Excerpt to read
════════
SIP Vs Lump Sum Mutual Fund Investments: This debate has been ongoing for years regarding which is better: systematic investment plans (SIPs) or lump sum investments when it comes to putting money into mutual fund schemes. There is no clear-cut answer to that, as there is no concrete trend suggesting that one is better than the other.
In fact, different market scenarios have shown varied results. During market downturns, SIPs have shown better performance, while when there is some stability and less volatility over a period of time, lump sum investments have shown better results. But again, the market is cyclical, and volatility is the only thing that is constant in the equity market.
SIP or Lump Sum: Confusion for new investors
The decision to choose between an SIP and a lump sum often confuses new investors. Both of these investment methods have associated pros and cons.
For example, SIPs offer a way to average costs, giving investors more units when markets are down and fewer when they’re up. Lump sum investments might perform better in consistently rising markets. Looking at long-term NIFTY 50 data, we see that SIP and lump sum investments show different performances. Neither method consistently outperforms the other due to market conditions and volatility.
This challenges the common belief that SIPs always bring better returns. Instead, SIP is just another investment method, not a guaranteed way to make more money.
SIPs Vs Lump Sum: What do the past trends suggest?
SIP is a method of investing in mutual funds, where a fixed amount is invested periodically on a regular basis. It can be weekly, monthly, quarterly, or yearly. Whereas, Lumpsum is a method wherein money is invested in one go.
Shrinivas Khanolkar, Head – Products, Marketing & Corporate Communication, Mirae Asset Investment Managers, says that both investment routes perform differently in different phases of the market, and there is a possibility that the market may correct immediately post lumpsum investment.
“In this scenario, average buying price of a unit of the mutual fund would have been lower under the SIP route. Therefore, SIP in a falling market scenario would have been able to buy more units of the mutual fund for the same price. On the flip side, if a market is constantly rising, like the way after the COVID-19 crash, the lump sum investments would have performed better than the investments made through the SIP route,” he explains.
An individual’s investment decision should be based on their cash flows, Khanolkar suggests. “For a salaried person, investing through SIPs would be an ideal route of investment as it is light on the pocket and inculcates financial discipline. Moreover, one can invest in small amounts without putting strain on finances.”
However, if one has a lump sum amount, investing it in one go can be a better choice than investing it in installments, he adds. “Keeping the money idle in a bank account may have an opportunity cost, which can lead to a lower corpus over the long term.”
════════
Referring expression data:
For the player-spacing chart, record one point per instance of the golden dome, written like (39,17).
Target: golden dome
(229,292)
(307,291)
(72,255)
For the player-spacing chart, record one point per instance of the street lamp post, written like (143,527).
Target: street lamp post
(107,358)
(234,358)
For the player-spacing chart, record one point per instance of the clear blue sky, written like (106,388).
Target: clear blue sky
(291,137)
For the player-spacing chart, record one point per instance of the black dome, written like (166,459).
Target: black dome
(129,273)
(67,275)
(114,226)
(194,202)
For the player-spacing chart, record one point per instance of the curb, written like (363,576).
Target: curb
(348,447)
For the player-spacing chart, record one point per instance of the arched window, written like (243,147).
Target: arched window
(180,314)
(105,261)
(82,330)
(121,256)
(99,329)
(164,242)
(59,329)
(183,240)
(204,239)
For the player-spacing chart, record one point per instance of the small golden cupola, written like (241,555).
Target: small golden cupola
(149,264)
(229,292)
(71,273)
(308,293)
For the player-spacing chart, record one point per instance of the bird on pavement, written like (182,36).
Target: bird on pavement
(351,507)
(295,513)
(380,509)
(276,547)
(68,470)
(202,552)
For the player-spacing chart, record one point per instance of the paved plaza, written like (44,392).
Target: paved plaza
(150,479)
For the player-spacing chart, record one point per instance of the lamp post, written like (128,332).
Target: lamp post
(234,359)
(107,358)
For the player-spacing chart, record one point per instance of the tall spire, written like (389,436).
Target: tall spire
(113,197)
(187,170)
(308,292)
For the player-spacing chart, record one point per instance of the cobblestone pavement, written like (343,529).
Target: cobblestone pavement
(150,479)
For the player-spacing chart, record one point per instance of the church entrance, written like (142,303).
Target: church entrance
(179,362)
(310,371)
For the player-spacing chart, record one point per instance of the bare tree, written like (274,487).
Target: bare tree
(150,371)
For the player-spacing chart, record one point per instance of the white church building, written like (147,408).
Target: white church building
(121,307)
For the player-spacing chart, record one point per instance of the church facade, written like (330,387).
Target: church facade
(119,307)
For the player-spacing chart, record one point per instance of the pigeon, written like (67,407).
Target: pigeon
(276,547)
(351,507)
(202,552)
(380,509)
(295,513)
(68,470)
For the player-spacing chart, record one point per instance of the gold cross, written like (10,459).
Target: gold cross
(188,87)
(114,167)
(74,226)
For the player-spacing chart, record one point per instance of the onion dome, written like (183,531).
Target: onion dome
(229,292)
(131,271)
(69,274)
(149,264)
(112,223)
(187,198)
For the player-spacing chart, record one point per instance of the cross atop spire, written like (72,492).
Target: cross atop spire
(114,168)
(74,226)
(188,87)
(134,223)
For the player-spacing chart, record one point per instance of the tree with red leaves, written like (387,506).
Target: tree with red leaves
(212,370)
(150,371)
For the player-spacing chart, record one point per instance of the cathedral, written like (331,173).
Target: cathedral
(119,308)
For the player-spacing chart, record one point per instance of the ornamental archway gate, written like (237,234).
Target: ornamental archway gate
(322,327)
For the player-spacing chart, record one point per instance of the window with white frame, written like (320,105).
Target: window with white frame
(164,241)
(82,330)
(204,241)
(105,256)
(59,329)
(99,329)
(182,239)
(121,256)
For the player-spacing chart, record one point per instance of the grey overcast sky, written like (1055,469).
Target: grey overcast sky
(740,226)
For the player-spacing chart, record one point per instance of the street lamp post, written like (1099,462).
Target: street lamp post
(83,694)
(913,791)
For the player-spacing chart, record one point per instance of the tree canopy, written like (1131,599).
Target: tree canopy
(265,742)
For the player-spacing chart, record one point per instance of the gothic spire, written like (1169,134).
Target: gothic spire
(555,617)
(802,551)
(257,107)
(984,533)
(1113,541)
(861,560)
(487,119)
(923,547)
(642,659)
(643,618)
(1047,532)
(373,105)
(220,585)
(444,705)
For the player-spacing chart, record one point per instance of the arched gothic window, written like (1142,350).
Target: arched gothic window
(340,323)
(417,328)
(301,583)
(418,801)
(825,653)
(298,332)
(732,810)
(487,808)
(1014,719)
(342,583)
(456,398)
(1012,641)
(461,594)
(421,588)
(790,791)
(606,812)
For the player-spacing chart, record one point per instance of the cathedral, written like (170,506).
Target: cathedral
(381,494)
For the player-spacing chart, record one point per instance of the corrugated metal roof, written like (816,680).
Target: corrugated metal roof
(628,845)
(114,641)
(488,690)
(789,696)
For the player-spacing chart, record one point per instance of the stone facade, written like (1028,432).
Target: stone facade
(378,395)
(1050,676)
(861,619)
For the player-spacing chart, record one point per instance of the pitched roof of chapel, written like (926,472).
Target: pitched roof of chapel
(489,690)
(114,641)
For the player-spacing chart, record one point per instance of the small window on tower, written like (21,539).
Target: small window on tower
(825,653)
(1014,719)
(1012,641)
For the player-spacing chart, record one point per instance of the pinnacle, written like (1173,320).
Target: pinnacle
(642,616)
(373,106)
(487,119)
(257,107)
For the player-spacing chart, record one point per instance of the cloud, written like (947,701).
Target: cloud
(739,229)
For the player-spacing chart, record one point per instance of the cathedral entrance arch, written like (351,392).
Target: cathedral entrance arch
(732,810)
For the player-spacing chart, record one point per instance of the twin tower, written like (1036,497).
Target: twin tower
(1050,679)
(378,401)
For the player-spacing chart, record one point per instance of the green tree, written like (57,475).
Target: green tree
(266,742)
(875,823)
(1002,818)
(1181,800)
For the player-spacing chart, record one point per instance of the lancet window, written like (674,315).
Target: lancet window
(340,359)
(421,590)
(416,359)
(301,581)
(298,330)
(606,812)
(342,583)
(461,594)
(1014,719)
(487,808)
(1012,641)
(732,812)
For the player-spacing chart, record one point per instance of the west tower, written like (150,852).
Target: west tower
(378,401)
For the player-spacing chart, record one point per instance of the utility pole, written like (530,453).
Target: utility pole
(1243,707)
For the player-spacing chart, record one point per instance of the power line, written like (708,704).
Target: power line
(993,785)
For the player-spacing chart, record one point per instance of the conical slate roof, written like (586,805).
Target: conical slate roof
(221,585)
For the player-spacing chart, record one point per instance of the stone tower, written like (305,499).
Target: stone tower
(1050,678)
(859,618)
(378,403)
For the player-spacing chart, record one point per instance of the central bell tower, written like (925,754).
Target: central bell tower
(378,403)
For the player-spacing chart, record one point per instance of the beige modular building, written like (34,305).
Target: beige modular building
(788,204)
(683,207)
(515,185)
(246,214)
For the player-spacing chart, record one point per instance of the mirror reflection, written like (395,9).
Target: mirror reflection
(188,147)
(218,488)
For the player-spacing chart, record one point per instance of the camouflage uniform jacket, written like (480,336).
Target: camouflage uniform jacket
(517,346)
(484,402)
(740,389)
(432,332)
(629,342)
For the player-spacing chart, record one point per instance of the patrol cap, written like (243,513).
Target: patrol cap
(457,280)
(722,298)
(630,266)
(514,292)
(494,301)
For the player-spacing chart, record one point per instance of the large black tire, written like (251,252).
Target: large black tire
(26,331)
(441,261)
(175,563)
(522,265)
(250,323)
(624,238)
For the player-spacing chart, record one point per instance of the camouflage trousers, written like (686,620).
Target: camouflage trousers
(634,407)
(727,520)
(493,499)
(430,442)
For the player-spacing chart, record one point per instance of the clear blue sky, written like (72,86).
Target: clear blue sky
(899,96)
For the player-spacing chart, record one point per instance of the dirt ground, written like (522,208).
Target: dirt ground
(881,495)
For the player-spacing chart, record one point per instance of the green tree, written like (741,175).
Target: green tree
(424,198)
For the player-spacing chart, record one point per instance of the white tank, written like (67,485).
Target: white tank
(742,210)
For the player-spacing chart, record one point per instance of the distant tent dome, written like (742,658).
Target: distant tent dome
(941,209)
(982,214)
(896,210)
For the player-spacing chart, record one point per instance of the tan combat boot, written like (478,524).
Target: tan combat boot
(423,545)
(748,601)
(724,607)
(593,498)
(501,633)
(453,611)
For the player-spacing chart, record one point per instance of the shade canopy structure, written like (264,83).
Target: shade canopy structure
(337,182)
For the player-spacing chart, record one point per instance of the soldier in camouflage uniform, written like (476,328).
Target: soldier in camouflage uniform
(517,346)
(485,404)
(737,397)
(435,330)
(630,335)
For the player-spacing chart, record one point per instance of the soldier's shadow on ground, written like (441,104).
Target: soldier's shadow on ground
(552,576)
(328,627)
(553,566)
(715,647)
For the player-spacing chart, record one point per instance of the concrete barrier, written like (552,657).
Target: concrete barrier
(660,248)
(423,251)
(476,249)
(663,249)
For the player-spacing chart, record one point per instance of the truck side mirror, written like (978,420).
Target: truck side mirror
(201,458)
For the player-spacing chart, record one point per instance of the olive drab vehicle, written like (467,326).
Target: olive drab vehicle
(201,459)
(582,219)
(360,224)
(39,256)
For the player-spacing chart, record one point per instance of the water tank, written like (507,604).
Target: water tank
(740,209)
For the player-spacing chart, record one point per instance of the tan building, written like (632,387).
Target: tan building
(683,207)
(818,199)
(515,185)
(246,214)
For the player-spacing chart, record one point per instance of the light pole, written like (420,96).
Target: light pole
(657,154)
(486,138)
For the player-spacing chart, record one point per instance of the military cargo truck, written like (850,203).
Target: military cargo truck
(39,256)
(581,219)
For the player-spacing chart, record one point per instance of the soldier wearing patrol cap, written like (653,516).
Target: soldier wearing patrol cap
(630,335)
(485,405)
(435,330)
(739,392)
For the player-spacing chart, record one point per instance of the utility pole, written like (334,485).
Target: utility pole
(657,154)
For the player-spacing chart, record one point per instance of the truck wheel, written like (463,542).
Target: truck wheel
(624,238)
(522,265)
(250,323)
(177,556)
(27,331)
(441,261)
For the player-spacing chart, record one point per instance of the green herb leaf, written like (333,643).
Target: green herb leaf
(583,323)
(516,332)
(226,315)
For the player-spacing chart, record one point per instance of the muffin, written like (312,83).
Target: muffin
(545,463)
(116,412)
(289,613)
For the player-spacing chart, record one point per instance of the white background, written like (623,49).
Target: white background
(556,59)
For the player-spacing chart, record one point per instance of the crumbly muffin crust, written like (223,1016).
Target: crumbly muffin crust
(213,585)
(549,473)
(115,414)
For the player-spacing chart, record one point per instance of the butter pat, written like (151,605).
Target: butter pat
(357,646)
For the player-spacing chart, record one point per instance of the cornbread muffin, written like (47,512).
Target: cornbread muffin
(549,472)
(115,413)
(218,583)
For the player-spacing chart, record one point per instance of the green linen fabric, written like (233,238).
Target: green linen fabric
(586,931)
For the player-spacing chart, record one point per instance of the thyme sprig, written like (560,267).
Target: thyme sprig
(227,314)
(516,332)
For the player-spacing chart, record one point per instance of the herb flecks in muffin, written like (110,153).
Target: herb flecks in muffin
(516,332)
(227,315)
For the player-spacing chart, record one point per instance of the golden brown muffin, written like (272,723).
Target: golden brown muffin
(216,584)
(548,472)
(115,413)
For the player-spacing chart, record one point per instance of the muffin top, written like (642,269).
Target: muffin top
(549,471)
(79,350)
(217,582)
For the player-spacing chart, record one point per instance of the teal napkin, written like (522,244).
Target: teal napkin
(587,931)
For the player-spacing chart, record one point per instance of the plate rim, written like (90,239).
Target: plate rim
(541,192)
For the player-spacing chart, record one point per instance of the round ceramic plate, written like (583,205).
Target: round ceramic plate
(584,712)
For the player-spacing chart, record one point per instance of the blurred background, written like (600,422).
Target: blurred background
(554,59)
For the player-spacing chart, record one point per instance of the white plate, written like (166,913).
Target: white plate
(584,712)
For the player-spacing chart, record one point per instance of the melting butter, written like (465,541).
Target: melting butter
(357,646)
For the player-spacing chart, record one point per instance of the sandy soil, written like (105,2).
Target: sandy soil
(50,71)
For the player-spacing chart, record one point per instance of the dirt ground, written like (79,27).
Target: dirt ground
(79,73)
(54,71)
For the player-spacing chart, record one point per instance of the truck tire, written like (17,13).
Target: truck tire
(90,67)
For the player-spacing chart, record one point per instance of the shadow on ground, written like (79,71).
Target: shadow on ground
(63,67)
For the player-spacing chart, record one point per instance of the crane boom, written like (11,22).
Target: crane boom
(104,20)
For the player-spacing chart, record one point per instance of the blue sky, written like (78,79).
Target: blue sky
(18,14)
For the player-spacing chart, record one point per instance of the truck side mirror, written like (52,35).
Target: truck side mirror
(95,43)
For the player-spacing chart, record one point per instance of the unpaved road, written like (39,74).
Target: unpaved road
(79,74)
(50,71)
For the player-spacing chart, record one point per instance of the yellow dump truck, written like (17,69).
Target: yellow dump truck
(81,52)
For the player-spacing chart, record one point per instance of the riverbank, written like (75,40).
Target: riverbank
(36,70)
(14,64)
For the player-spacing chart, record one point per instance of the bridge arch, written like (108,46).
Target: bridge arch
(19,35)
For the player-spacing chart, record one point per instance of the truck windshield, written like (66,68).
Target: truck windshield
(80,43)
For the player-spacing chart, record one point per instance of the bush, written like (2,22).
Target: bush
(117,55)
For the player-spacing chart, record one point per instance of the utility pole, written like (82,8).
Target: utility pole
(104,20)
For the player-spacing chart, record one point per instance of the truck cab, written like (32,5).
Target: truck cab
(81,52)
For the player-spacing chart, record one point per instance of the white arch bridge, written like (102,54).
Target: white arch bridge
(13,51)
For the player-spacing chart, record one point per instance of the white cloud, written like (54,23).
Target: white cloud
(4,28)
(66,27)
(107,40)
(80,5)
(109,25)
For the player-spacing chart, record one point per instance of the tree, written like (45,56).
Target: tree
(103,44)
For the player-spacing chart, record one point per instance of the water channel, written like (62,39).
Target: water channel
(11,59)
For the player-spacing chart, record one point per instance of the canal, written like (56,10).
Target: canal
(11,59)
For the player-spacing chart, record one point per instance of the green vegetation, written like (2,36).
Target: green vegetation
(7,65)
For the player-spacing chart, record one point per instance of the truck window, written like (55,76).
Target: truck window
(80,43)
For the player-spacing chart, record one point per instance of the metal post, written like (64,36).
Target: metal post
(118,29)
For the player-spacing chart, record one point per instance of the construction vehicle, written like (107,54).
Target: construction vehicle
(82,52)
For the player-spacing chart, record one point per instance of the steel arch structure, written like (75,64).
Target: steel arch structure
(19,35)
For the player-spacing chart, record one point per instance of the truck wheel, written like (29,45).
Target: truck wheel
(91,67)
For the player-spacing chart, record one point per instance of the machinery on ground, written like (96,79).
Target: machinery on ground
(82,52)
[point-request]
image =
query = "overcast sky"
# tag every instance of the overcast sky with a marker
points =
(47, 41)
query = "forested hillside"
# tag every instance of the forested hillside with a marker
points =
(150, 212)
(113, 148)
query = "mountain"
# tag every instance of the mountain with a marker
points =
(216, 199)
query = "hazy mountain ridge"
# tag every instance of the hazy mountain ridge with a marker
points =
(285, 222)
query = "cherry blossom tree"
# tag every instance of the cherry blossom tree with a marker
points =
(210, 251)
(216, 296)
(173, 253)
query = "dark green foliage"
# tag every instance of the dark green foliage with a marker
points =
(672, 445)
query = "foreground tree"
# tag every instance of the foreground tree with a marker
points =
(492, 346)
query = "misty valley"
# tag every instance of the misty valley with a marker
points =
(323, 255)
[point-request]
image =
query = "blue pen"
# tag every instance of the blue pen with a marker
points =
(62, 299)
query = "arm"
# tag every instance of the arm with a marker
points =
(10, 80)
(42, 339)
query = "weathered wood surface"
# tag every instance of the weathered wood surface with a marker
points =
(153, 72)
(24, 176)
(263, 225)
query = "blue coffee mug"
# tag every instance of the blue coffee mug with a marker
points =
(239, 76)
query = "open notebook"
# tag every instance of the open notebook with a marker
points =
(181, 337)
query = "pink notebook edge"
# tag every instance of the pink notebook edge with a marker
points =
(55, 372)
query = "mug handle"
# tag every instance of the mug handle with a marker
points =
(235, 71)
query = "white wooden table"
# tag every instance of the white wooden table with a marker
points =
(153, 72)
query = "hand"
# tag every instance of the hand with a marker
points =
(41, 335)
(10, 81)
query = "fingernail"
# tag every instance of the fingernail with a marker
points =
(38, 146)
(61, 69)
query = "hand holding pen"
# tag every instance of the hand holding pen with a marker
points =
════════
Work item
Retype the part of the SIP versus lump sum article between "SIP Vs Lump" and "than the other.", inclusive. Rely only on the article about SIP and lump sum investing.

Solved problem
SIP Vs Lump Sum Mutual Fund Investments: This debate has been ongoing for years regarding which is better: systematic investment plans (SIPs) or lump sum investments when it comes to putting money into mutual fund schemes. There is no clear-cut answer to that, as there is no concrete trend suggesting that one is better than the other.